Put the lines of every record below into a numbered list, skipping blank lines and omitting the pictures.

##### Supplied material #####

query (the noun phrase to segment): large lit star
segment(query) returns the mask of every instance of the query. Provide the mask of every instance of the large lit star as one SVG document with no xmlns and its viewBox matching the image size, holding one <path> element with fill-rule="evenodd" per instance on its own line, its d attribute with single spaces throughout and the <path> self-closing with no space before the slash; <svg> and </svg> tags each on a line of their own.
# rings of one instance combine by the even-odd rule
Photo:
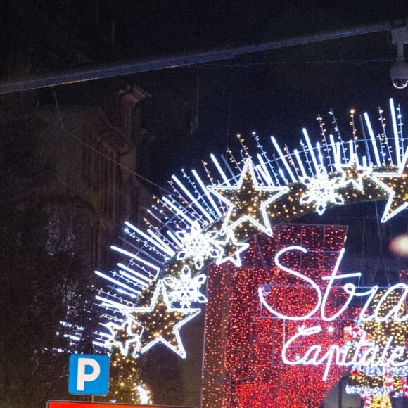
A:
<svg viewBox="0 0 408 408">
<path fill-rule="evenodd" d="M 161 343 L 183 358 L 186 354 L 180 338 L 180 329 L 200 311 L 173 307 L 162 281 L 158 282 L 150 306 L 122 310 L 143 328 L 137 352 L 146 352 L 155 344 Z"/>
<path fill-rule="evenodd" d="M 373 173 L 371 178 L 388 193 L 381 222 L 385 222 L 408 206 L 408 148 L 396 172 Z"/>
<path fill-rule="evenodd" d="M 267 208 L 289 190 L 288 187 L 260 186 L 250 159 L 246 159 L 236 186 L 210 186 L 208 189 L 229 205 L 222 234 L 247 222 L 269 236 L 272 235 L 272 229 Z"/>
</svg>

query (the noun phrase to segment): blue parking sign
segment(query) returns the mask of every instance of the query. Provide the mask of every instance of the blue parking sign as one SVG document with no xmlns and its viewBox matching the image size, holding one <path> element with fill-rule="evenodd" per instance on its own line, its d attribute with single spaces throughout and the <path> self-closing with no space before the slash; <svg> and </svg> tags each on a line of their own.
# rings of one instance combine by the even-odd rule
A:
<svg viewBox="0 0 408 408">
<path fill-rule="evenodd" d="M 70 356 L 70 394 L 106 395 L 108 391 L 109 356 L 86 354 Z"/>
</svg>

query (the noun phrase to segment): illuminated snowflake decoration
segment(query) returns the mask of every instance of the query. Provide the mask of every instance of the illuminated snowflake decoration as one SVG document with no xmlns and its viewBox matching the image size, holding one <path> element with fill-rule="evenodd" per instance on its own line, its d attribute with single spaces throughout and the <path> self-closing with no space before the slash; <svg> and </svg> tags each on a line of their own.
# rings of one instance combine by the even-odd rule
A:
<svg viewBox="0 0 408 408">
<path fill-rule="evenodd" d="M 198 269 L 203 267 L 205 258 L 217 258 L 219 255 L 219 250 L 214 246 L 218 233 L 213 231 L 203 233 L 198 222 L 193 223 L 189 233 L 179 231 L 176 235 L 182 245 L 177 259 L 192 259 Z"/>
<path fill-rule="evenodd" d="M 229 261 L 236 267 L 242 266 L 241 254 L 249 248 L 249 243 L 238 241 L 234 233 L 231 231 L 227 232 L 225 236 L 224 240 L 217 241 L 219 247 L 222 248 L 222 252 L 215 261 L 216 264 L 220 265 Z"/>
<path fill-rule="evenodd" d="M 345 173 L 343 170 L 339 172 L 340 176 L 329 174 L 326 168 L 319 165 L 314 177 L 302 177 L 301 179 L 307 189 L 300 197 L 300 203 L 313 203 L 319 215 L 324 212 L 329 203 L 337 205 L 344 204 L 344 198 L 337 193 L 337 190 L 344 187 Z"/>
<path fill-rule="evenodd" d="M 179 277 L 167 276 L 163 281 L 170 289 L 167 294 L 170 302 L 178 302 L 181 307 L 190 308 L 191 303 L 207 302 L 207 298 L 200 292 L 206 279 L 204 274 L 191 277 L 190 268 L 185 266 Z"/>
</svg>

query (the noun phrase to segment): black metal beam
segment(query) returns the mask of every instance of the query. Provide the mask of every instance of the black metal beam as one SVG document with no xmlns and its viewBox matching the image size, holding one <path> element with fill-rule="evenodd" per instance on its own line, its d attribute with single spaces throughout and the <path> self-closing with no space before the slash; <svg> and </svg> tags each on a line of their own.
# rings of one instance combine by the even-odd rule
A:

#####

* Result for this exercise
1. query (the noun phrase to segment): large lit star
2. segment(query) returns the mask of every instance of the query. Provide the mask of every instance of the large lit star as one SVG document with no xmlns and its viewBox matching the image size, holding one <path> element with fill-rule="evenodd" per instance on its own line, its d attribute with single spaces throughout and the <path> self-closing with no space before the slash; <svg> and </svg> tags each on a line of their own.
3. # rings of one instance combine by the even-odd rule
4. Photo:
5. A:
6. <svg viewBox="0 0 408 408">
7. <path fill-rule="evenodd" d="M 161 343 L 183 358 L 186 354 L 180 338 L 180 329 L 200 311 L 173 307 L 162 281 L 158 282 L 150 306 L 122 310 L 143 328 L 137 352 L 146 352 L 155 344 Z"/>
8. <path fill-rule="evenodd" d="M 373 173 L 371 178 L 388 193 L 381 222 L 385 222 L 408 206 L 408 148 L 396 172 Z"/>
9. <path fill-rule="evenodd" d="M 267 208 L 289 190 L 288 187 L 260 186 L 250 159 L 246 159 L 236 186 L 210 186 L 208 189 L 229 205 L 222 234 L 247 222 L 269 236 L 272 235 L 272 229 Z"/>
10. </svg>
11. query (the noun phrase to segment): blue parking sign
12. segment(query) returns the mask of every instance of the query. Provide the mask of every instance of the blue parking sign as one SVG document with no xmlns and its viewBox matching the image size, holding one <path> element with fill-rule="evenodd" per instance on its own line, its d attribute with single spaces throughout and the <path> self-closing with no space before the slash; <svg> and </svg> tags each on a line of their own.
13. # rings of one instance combine by the even-odd rule
14. A:
15. <svg viewBox="0 0 408 408">
16. <path fill-rule="evenodd" d="M 70 356 L 70 394 L 106 395 L 108 391 L 109 356 L 86 354 Z"/>
17. </svg>
18. query (the noun phrase to segment): illuminated snowflake decoration
19. segment(query) returns the mask of every instance of the query. Provide the mask of every instance of the illuminated snowflake decoration as one SVG document with no xmlns and its viewBox matching the image size, holding one <path> element with fill-rule="evenodd" per instance on its own line, its d attribute with single spaces throughout and the <path> self-closing with no space before the slash; <svg> and </svg> tags each on a line of their own.
20. # rings of one instance combine by the even-odd rule
21. A:
22. <svg viewBox="0 0 408 408">
23. <path fill-rule="evenodd" d="M 198 269 L 203 267 L 205 258 L 217 258 L 219 255 L 219 250 L 214 246 L 218 233 L 213 231 L 203 233 L 198 222 L 193 223 L 189 233 L 179 231 L 176 235 L 182 245 L 177 259 L 192 259 Z"/>
24. <path fill-rule="evenodd" d="M 229 261 L 236 267 L 242 266 L 241 254 L 249 248 L 249 243 L 238 241 L 234 233 L 231 231 L 227 232 L 225 236 L 224 240 L 217 241 L 219 247 L 222 248 L 222 252 L 215 261 L 216 264 L 220 265 Z"/>
25. <path fill-rule="evenodd" d="M 345 173 L 343 170 L 339 172 L 340 176 L 329 174 L 326 168 L 319 165 L 314 177 L 302 177 L 301 179 L 307 189 L 300 197 L 300 203 L 313 203 L 319 215 L 324 212 L 329 203 L 337 205 L 344 204 L 344 198 L 337 193 L 337 190 L 344 187 Z"/>
26. <path fill-rule="evenodd" d="M 179 277 L 167 276 L 163 281 L 170 289 L 167 294 L 170 302 L 178 302 L 181 307 L 190 308 L 191 303 L 207 302 L 207 298 L 200 292 L 206 279 L 204 274 L 191 277 L 190 268 L 185 266 Z"/>
27. </svg>
28. query (the noun phrase to segment): black metal beam
29. segment(query) returns the mask of every instance of the query. Provide the mask of every instance of the black metal beam as one SVG document with no xmlns and its viewBox matching the image size, holding one <path> element with fill-rule="evenodd" per instance on its own line, its d attribute with single spaces throughout and the <path> self-closing with no space before the slash; <svg> and </svg> tags each on a line of their own.
30. # rings of one instance combine by the even-odd rule
31. A:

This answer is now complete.